◆ Work to be completed: Reproduce the material below verbatim, keeping every line and every character unchanged.

^^^^^^^^^^^^^^^^

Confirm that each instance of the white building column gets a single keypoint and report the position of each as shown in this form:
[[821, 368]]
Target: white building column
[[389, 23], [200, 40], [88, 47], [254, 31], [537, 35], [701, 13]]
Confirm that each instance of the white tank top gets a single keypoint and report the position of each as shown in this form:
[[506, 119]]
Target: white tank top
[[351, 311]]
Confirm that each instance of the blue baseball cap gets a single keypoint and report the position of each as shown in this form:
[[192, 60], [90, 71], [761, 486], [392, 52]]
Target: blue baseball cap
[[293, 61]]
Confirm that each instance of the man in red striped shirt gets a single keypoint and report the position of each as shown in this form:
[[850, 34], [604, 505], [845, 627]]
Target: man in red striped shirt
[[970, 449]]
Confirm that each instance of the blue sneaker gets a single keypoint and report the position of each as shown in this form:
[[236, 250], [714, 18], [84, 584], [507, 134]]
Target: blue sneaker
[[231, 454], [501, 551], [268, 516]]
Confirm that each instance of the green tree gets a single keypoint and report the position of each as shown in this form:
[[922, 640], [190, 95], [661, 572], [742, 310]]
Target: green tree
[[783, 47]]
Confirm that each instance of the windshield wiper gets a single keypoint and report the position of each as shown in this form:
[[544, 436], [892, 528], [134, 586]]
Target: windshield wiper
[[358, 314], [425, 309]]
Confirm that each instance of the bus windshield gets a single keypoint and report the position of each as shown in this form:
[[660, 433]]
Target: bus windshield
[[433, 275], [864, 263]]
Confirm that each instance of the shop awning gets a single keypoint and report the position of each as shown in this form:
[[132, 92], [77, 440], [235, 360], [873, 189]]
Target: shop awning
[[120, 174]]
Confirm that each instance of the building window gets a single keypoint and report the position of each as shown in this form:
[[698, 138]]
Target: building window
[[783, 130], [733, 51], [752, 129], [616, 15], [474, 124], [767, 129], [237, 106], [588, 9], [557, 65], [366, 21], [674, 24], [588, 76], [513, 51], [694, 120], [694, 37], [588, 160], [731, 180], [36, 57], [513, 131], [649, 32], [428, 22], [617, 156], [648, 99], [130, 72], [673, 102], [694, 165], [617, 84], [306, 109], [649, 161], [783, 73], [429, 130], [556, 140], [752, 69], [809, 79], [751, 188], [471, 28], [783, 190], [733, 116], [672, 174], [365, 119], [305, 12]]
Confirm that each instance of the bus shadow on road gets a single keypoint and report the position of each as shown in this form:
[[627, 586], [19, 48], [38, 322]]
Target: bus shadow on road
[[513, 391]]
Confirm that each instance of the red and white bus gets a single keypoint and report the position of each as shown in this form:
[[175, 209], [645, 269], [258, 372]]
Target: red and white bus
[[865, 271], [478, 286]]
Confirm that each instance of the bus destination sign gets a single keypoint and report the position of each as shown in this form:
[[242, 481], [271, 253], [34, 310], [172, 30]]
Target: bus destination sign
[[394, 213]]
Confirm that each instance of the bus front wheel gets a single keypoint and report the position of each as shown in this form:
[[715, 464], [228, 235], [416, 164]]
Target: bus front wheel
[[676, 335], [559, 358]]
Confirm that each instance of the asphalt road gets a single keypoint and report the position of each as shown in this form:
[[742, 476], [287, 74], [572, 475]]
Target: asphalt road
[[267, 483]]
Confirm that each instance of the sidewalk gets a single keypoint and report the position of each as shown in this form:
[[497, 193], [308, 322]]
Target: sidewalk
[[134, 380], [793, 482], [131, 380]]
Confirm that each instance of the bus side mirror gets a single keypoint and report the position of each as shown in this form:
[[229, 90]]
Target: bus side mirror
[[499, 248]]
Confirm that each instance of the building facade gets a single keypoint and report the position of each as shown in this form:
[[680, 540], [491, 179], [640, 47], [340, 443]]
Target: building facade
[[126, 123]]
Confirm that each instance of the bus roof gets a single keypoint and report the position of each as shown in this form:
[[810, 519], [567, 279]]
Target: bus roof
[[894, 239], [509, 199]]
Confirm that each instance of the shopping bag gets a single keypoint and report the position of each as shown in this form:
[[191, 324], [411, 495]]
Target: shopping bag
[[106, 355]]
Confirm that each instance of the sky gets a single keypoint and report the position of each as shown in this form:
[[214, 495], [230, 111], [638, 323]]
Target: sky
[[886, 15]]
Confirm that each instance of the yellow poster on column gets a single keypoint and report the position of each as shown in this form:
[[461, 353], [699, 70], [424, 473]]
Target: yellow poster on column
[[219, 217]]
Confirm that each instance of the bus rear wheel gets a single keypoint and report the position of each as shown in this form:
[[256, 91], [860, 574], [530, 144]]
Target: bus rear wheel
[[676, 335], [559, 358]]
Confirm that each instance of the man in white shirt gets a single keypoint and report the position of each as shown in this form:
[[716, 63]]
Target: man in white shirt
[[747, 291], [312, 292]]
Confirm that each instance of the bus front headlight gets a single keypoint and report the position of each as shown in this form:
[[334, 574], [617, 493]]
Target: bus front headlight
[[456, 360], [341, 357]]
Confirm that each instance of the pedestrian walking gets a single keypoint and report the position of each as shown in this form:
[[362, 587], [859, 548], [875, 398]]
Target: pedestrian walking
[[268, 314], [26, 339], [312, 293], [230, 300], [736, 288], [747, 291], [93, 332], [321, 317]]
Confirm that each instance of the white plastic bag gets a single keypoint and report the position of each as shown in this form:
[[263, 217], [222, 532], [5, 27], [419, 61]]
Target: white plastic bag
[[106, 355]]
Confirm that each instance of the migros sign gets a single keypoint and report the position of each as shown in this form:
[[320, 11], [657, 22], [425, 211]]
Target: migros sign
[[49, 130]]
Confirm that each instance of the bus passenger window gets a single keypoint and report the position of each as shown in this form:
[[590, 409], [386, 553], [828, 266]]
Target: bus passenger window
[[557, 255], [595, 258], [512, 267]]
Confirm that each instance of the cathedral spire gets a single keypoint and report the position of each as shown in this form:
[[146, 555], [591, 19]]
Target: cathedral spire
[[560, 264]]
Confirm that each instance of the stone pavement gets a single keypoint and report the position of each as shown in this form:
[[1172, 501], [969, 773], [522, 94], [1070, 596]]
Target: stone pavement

^^^^^^^^^^^^^^^^

◆ Correct result:
Confirm that each instance of the white building column gets a single keypoint and report the position of each as shown in this form:
[[821, 368]]
Target: white building column
[[389, 23], [200, 40], [88, 47], [254, 31], [537, 35], [701, 13]]
Confirm that each instance of the white tank top gets a single keypoint and report the position of each as shown in this form:
[[506, 119]]
Target: white tank top
[[351, 311]]
Confirm that each instance of the blue baseball cap gets a single keypoint and report the position of each as shown in this form:
[[192, 60], [90, 71], [761, 486], [392, 52]]
Target: blue baseball cap
[[293, 61]]
Confirm that each instance of the man in red striped shirt gets a single keypoint and report the position of each as shown in this form:
[[850, 34], [604, 505], [845, 627]]
Target: man in red striped shirt
[[970, 449]]
Confirm that each instance of the blue sneaker gets a single keypoint and report the position of each as shown in this form:
[[236, 250], [714, 18], [84, 584], [507, 134]]
Target: blue sneaker
[[231, 454], [501, 551], [268, 516]]
Confirm that each instance of the green tree gets a single keypoint and report the position of each as shown in this form:
[[922, 640], [190, 95], [661, 572], [742, 310]]
Target: green tree
[[783, 47]]
Confirm that each instance of the windshield wiper gets a single keypoint and report the position of each as shown in this form:
[[544, 436], [892, 528], [134, 586]]
Target: windshield wiper
[[358, 314], [425, 309]]
Confirm that each instance of the bus windshield gets a single keypoint and report the position of each as shown in this form:
[[660, 433]]
Target: bus windshield
[[433, 275], [864, 263]]
Confirm that each instance of the shop awning gets a single keypoint and report the position of each as shown in this form:
[[132, 92], [77, 440], [235, 360], [873, 189]]
Target: shop awning
[[120, 174]]
Confirm that each instance of the building window gets a single keypoint and report the position of each as shown in this form:
[[698, 138]]
Target: building window
[[783, 130], [733, 51], [752, 129], [616, 15], [474, 124], [767, 129], [237, 106], [588, 9], [557, 65], [366, 21], [674, 24], [588, 76], [513, 51], [694, 120], [694, 37], [588, 160], [731, 180], [36, 57], [513, 131], [649, 32], [428, 22], [617, 156], [648, 99], [130, 72], [673, 102], [694, 165], [617, 84], [306, 109], [649, 161], [783, 73], [429, 130], [556, 140], [752, 69], [809, 79], [751, 188], [471, 28], [783, 190], [733, 116], [672, 174], [365, 119], [305, 12]]
Confirm that each instance of the bus shadow on road gets a single keypoint and report the position of each as shown in this form:
[[627, 586], [19, 48], [38, 322]]
Target: bus shadow on road
[[513, 391]]
Confirm that each instance of the red and white bus gets a single keypoint and report the position of each as shown in this form:
[[175, 209], [645, 269], [258, 372]]
Target: red and white bus
[[865, 271], [478, 286]]
Confirm that each instance of the bus destination sign gets a single keypoint and report the position of each as shown in this form:
[[242, 481], [271, 253], [34, 310], [172, 30]]
Target: bus destination sign
[[394, 213]]
Confirm that each instance of the bus front wheel gets a single keypoint and report the position of each as shown in this form:
[[715, 464], [228, 235], [416, 164]]
Target: bus front wheel
[[676, 335], [559, 358]]
Confirm that each instance of the asphalt road gets a single keypoint and report the position of each as shown in this form:
[[742, 476], [287, 74], [572, 475]]
Target: asphalt road
[[267, 483]]
Confirm that each instance of the sidewalk gets a single keypoint and report the position of each as shown in this form:
[[497, 193], [308, 322]]
Target: sidewalk
[[134, 380], [793, 482], [131, 380]]
Confirm that each instance of the bus side mirror gets a single keypoint and report the position of each as shown in this form:
[[229, 90]]
Target: bus side mirror
[[499, 248]]
Confirm that each instance of the building facade gets a single keypoint and report the position of each as shown in this form:
[[680, 540], [491, 179], [640, 47], [340, 443]]
Target: building facade
[[126, 123]]
Confirm that each instance of the bus roof gets a single keypoint and report the position of each as shown in this form:
[[810, 519], [567, 279]]
Target: bus roof
[[894, 239], [509, 199]]
Confirm that each instance of the shopping bag gets a single keypoint and report the position of each as shown in this form:
[[191, 324], [411, 495]]
Target: shopping bag
[[106, 355]]
Confirm that each instance of the sky gets a single keypoint and report the position of each as shown in this form:
[[214, 495], [230, 111], [638, 323]]
Target: sky
[[886, 15]]
Confirm that each instance of the yellow poster on column gets a single keypoint and report the position of each as shown in this form:
[[461, 353], [699, 70], [424, 473]]
Target: yellow poster on column
[[219, 217]]
Confirm that each instance of the bus rear wheel gets a single keypoint and report the position of each as shown in this form:
[[256, 91], [860, 574], [530, 144]]
Target: bus rear wheel
[[676, 335], [559, 358]]
Confirm that each instance of the man in white shirt gets a single keypoint and report the position of each as shown in this form:
[[716, 63]]
Target: man in white shirt
[[747, 291], [312, 292]]
Confirm that each instance of the bus front headlight gets a single keypoint and report the position of each as shown in this form:
[[334, 574], [617, 493]]
Target: bus front headlight
[[456, 360], [341, 357]]
Confirm that each instance of the pedestrian walking gets a single keypoint and report the position of each as shown in this form:
[[362, 587], [859, 548], [875, 398]]
Target: pedestrian walking
[[268, 314], [26, 339], [312, 293], [230, 300], [736, 288], [747, 291], [93, 332], [321, 317]]
Confirm that each instance of the white plastic bag gets a single keypoint and report the position of each as shown in this form:
[[263, 217], [222, 532], [5, 27], [419, 61]]
Target: white plastic bag
[[106, 355]]
Confirm that each instance of the migros sign gets a single keypoint and report the position of each as shown in this form:
[[320, 11], [657, 22], [425, 211]]
Target: migros sign
[[49, 130]]
Confirm that each instance of the bus passenger window gets a single keypoint and report the position of each as shown in this form:
[[590, 409], [386, 553], [828, 266]]
Target: bus passenger window
[[557, 255], [595, 258], [512, 267]]
Confirm that each instance of the cathedral spire gets a single keypoint and report the position of each as shown in this form:
[[146, 555], [591, 19]]
Target: cathedral spire
[[560, 264]]
Confirm that each instance of the stone pavement gets a single keypoint and report the position of each as shown in this form:
[[1172, 501], [969, 773], [522, 94], [1070, 596]]
Target: stone pavement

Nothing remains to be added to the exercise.